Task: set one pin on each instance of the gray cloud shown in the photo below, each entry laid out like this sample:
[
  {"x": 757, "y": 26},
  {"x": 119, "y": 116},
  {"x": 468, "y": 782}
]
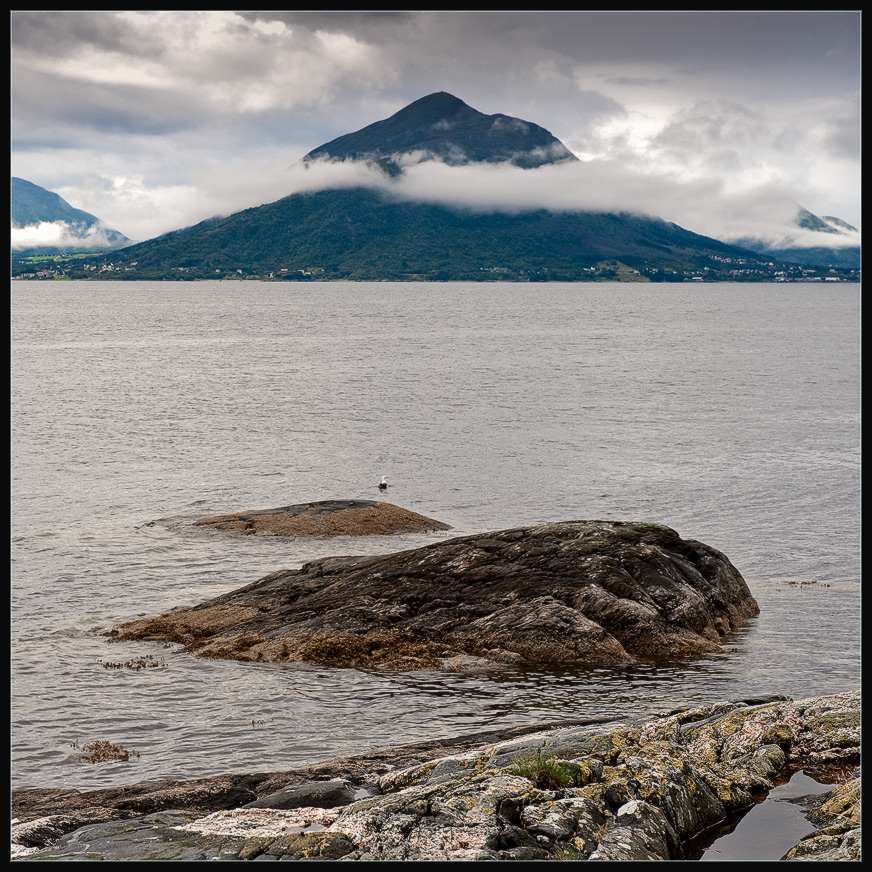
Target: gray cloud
[{"x": 152, "y": 116}]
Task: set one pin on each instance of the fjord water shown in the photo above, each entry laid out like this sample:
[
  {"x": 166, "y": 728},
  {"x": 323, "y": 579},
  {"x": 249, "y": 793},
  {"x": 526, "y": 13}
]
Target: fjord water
[{"x": 730, "y": 412}]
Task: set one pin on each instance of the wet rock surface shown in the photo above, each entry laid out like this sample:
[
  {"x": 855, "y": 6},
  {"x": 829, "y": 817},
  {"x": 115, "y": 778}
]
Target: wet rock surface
[
  {"x": 620, "y": 791},
  {"x": 324, "y": 518},
  {"x": 572, "y": 593}
]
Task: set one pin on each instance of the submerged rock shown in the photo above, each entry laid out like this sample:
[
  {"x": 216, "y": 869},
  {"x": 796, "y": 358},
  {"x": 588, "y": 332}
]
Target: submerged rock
[
  {"x": 630, "y": 791},
  {"x": 325, "y": 518},
  {"x": 572, "y": 593}
]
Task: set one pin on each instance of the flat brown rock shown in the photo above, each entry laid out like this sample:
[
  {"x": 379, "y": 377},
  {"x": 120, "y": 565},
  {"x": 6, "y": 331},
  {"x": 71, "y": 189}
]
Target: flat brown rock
[
  {"x": 325, "y": 518},
  {"x": 574, "y": 593}
]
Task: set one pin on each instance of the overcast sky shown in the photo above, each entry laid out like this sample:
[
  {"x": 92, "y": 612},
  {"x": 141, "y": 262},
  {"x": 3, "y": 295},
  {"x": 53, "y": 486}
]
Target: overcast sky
[{"x": 718, "y": 121}]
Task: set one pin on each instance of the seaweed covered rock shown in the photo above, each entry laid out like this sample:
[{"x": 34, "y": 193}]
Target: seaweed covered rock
[
  {"x": 324, "y": 518},
  {"x": 578, "y": 592}
]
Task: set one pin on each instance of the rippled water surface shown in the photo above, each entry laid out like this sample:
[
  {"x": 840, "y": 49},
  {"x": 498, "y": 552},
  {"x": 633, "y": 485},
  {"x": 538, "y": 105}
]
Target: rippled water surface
[{"x": 728, "y": 412}]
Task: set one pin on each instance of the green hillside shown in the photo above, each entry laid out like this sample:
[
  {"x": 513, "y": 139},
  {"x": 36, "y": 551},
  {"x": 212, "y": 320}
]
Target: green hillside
[
  {"x": 31, "y": 205},
  {"x": 362, "y": 234}
]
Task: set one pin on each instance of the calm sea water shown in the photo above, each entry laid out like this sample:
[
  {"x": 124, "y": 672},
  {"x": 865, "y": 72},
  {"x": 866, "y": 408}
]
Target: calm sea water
[{"x": 728, "y": 412}]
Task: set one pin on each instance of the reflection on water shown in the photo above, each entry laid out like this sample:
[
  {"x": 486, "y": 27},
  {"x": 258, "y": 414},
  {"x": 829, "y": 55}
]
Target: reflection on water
[{"x": 765, "y": 831}]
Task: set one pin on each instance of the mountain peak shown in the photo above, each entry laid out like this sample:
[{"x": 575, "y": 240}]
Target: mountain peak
[{"x": 442, "y": 127}]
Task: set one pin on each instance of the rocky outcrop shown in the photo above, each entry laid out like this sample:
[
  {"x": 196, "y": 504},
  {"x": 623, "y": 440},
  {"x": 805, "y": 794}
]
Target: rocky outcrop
[
  {"x": 579, "y": 592},
  {"x": 622, "y": 791},
  {"x": 325, "y": 518}
]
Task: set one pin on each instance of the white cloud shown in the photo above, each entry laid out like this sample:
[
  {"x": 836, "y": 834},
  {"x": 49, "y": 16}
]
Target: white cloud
[{"x": 58, "y": 234}]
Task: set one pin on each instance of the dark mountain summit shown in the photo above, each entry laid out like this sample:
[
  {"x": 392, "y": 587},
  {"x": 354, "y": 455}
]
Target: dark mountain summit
[
  {"x": 441, "y": 127},
  {"x": 371, "y": 234}
]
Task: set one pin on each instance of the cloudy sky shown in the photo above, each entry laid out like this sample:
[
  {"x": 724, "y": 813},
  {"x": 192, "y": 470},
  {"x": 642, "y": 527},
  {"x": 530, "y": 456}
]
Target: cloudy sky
[{"x": 718, "y": 121}]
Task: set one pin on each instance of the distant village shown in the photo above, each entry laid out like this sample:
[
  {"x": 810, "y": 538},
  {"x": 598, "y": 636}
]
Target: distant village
[{"x": 725, "y": 269}]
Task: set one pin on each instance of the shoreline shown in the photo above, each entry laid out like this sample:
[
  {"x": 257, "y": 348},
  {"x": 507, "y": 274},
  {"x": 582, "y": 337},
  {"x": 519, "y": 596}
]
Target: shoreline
[{"x": 636, "y": 790}]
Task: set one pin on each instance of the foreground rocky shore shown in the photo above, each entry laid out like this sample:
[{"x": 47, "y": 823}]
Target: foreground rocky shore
[
  {"x": 614, "y": 791},
  {"x": 577, "y": 592}
]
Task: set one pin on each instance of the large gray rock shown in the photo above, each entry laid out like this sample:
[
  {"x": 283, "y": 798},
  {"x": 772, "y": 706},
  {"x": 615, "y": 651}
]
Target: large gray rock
[
  {"x": 578, "y": 592},
  {"x": 635, "y": 791}
]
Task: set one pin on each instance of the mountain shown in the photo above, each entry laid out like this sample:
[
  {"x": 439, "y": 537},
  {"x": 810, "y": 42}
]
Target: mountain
[
  {"x": 442, "y": 127},
  {"x": 32, "y": 205},
  {"x": 812, "y": 241},
  {"x": 365, "y": 233}
]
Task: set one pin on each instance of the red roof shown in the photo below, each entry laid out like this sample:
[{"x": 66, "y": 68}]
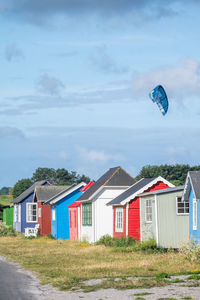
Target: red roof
[
  {"x": 75, "y": 204},
  {"x": 87, "y": 186}
]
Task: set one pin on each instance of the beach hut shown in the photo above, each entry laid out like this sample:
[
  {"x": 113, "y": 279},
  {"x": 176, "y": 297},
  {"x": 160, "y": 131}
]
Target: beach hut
[
  {"x": 96, "y": 216},
  {"x": 192, "y": 196},
  {"x": 41, "y": 195},
  {"x": 8, "y": 216},
  {"x": 165, "y": 217},
  {"x": 25, "y": 210},
  {"x": 60, "y": 210},
  {"x": 126, "y": 206},
  {"x": 75, "y": 216}
]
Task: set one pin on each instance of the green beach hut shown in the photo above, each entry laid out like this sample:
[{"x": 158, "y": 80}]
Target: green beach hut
[{"x": 165, "y": 217}]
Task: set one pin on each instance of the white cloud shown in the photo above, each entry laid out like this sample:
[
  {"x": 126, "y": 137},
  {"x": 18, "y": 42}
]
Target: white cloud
[
  {"x": 183, "y": 77},
  {"x": 13, "y": 52}
]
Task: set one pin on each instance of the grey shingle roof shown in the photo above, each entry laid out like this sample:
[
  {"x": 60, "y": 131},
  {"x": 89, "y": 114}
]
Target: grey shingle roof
[
  {"x": 44, "y": 193},
  {"x": 131, "y": 191},
  {"x": 116, "y": 176},
  {"x": 169, "y": 190},
  {"x": 28, "y": 191},
  {"x": 195, "y": 181}
]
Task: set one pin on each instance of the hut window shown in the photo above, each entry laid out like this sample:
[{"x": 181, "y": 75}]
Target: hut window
[
  {"x": 87, "y": 214},
  {"x": 148, "y": 211},
  {"x": 182, "y": 207},
  {"x": 53, "y": 215},
  {"x": 15, "y": 213},
  {"x": 31, "y": 212},
  {"x": 119, "y": 219},
  {"x": 194, "y": 214},
  {"x": 19, "y": 213}
]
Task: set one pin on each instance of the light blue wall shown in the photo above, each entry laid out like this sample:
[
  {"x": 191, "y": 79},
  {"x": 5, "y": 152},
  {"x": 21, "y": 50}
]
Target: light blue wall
[
  {"x": 20, "y": 226},
  {"x": 194, "y": 234},
  {"x": 60, "y": 227}
]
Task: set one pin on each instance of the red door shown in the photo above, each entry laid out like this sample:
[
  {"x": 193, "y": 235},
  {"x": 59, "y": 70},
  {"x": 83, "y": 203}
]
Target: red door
[{"x": 73, "y": 223}]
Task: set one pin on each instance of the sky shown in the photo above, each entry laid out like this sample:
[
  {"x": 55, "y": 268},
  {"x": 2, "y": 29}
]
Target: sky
[{"x": 75, "y": 81}]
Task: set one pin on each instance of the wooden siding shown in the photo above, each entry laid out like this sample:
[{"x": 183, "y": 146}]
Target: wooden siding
[
  {"x": 8, "y": 216},
  {"x": 45, "y": 220},
  {"x": 134, "y": 211},
  {"x": 118, "y": 234},
  {"x": 173, "y": 229},
  {"x": 60, "y": 227}
]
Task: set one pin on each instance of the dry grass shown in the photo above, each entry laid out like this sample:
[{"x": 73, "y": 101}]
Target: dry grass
[{"x": 66, "y": 264}]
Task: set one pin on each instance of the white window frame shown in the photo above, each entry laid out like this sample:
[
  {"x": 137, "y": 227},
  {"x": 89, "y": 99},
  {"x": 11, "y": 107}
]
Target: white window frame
[
  {"x": 15, "y": 212},
  {"x": 19, "y": 213},
  {"x": 39, "y": 212},
  {"x": 53, "y": 214},
  {"x": 148, "y": 214},
  {"x": 194, "y": 214},
  {"x": 27, "y": 211},
  {"x": 184, "y": 207},
  {"x": 119, "y": 219}
]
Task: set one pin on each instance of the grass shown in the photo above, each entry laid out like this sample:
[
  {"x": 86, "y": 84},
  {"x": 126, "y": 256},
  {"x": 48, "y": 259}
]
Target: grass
[{"x": 66, "y": 264}]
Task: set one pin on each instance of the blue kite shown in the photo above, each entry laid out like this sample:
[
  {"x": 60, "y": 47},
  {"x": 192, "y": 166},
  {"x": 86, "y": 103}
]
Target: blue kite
[{"x": 159, "y": 96}]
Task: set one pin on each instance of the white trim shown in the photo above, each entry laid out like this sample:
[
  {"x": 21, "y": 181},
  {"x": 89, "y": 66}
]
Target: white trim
[
  {"x": 53, "y": 214},
  {"x": 156, "y": 219},
  {"x": 55, "y": 199},
  {"x": 177, "y": 213},
  {"x": 15, "y": 212},
  {"x": 159, "y": 178},
  {"x": 121, "y": 211},
  {"x": 27, "y": 204},
  {"x": 127, "y": 209},
  {"x": 148, "y": 221},
  {"x": 19, "y": 213},
  {"x": 194, "y": 225}
]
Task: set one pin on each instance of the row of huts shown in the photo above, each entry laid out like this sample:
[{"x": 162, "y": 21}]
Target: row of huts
[{"x": 116, "y": 205}]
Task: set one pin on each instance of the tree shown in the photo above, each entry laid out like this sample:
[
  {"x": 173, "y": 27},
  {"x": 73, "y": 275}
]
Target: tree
[
  {"x": 176, "y": 174},
  {"x": 21, "y": 186},
  {"x": 4, "y": 190},
  {"x": 44, "y": 174}
]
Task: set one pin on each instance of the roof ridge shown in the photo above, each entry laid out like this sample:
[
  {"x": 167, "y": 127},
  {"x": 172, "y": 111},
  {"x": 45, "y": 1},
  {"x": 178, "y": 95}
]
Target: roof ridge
[{"x": 118, "y": 168}]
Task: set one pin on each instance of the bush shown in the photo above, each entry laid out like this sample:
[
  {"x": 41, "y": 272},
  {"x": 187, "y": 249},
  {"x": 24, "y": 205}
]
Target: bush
[
  {"x": 128, "y": 244},
  {"x": 6, "y": 230}
]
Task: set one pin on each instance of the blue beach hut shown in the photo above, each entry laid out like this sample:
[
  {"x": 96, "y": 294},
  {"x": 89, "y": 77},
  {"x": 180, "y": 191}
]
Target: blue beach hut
[
  {"x": 25, "y": 210},
  {"x": 60, "y": 210},
  {"x": 191, "y": 198}
]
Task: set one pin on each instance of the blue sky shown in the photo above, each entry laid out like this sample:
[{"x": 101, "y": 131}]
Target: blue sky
[{"x": 74, "y": 84}]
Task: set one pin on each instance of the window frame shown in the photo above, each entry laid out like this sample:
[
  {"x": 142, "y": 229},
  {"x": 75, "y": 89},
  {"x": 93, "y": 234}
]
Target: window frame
[
  {"x": 86, "y": 214},
  {"x": 19, "y": 213},
  {"x": 27, "y": 212},
  {"x": 119, "y": 219},
  {"x": 148, "y": 213},
  {"x": 194, "y": 215},
  {"x": 53, "y": 214},
  {"x": 15, "y": 213},
  {"x": 184, "y": 207}
]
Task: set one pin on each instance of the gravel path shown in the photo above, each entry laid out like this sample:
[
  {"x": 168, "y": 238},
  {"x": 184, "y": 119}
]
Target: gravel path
[{"x": 19, "y": 284}]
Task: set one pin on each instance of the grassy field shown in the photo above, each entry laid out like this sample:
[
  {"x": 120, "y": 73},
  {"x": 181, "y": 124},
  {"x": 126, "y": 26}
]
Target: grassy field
[{"x": 65, "y": 264}]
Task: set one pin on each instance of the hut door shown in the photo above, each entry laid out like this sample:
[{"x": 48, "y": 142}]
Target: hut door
[{"x": 73, "y": 223}]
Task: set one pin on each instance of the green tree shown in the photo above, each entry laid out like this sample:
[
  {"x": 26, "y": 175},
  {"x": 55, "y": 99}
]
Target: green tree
[
  {"x": 4, "y": 190},
  {"x": 21, "y": 186},
  {"x": 176, "y": 174},
  {"x": 44, "y": 174}
]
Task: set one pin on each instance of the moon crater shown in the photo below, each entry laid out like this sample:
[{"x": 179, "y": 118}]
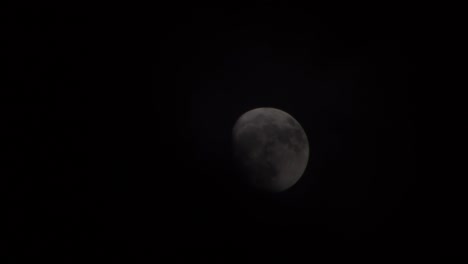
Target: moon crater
[{"x": 271, "y": 149}]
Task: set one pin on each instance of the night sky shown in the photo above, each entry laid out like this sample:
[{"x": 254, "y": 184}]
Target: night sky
[{"x": 121, "y": 125}]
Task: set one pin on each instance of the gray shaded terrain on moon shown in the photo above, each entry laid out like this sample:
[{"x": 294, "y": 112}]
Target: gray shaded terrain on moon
[{"x": 271, "y": 149}]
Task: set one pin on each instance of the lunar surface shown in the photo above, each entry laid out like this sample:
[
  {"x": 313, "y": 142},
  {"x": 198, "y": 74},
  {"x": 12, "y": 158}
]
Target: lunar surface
[{"x": 271, "y": 149}]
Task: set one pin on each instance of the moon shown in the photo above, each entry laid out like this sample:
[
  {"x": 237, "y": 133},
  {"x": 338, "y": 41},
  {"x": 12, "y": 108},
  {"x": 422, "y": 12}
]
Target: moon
[{"x": 271, "y": 149}]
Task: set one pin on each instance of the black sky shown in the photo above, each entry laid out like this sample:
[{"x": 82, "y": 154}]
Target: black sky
[{"x": 121, "y": 125}]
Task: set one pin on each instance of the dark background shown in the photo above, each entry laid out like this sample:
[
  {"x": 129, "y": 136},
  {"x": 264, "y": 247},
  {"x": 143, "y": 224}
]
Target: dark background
[{"x": 119, "y": 122}]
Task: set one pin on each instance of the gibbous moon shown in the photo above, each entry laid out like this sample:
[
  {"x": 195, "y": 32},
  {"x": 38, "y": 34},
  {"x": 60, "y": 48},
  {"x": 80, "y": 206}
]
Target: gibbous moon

**Task item**
Print nothing except the lines from the line containing "Task: set one pin on each instance of the gray shaded" to the end of the listing, exactly as written.

**Finished exercise**
Task: set one pin on each instance of the gray shaded terrain on moon shown in the photo above, each entry laid out like this sample:
[{"x": 294, "y": 112}]
Target: gray shaded terrain on moon
[{"x": 271, "y": 149}]
Task: set one pin on each instance of the lunar surface shown in the photo above, each entry laid out like this sample:
[
  {"x": 313, "y": 142},
  {"x": 198, "y": 74},
  {"x": 12, "y": 158}
]
Target: lunar surface
[{"x": 271, "y": 149}]
Task: set one pin on each instance of the moon shown in the photo above, each entry laid out like this sample:
[
  {"x": 237, "y": 133},
  {"x": 338, "y": 41},
  {"x": 12, "y": 108},
  {"x": 422, "y": 12}
]
Target: moon
[{"x": 271, "y": 149}]
Task: set one pin on each instance of the black sky shown in the photo above, each entry laid out like this sample:
[{"x": 82, "y": 154}]
Target: black sky
[{"x": 121, "y": 125}]
Task: set one pin on each instance of the dark background shown in the photo above, each entry laid out like this sample:
[
  {"x": 129, "y": 136},
  {"x": 264, "y": 247},
  {"x": 143, "y": 224}
]
Target: dark background
[{"x": 119, "y": 122}]
Task: set one pin on each instance of the gibbous moon shown in the photo above, each entry laid out like this sample:
[
  {"x": 195, "y": 32},
  {"x": 38, "y": 34},
  {"x": 60, "y": 48},
  {"x": 80, "y": 206}
]
Target: gibbous moon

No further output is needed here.